## VOTRE OBJECTIF
Recopiez toutes les entrées ci-dessous à l'identique, s'il vous plaît, sans en modifier un seul caractère.
————
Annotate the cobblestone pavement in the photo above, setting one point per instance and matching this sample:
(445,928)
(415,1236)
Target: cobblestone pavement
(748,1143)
————
## RÉSULTAT OBTENU
Annotate the cobblestone pavement in the photo above, setting one point per instance and matching this sample:
(445,928)
(415,1236)
Target: cobblestone pavement
(748,1143)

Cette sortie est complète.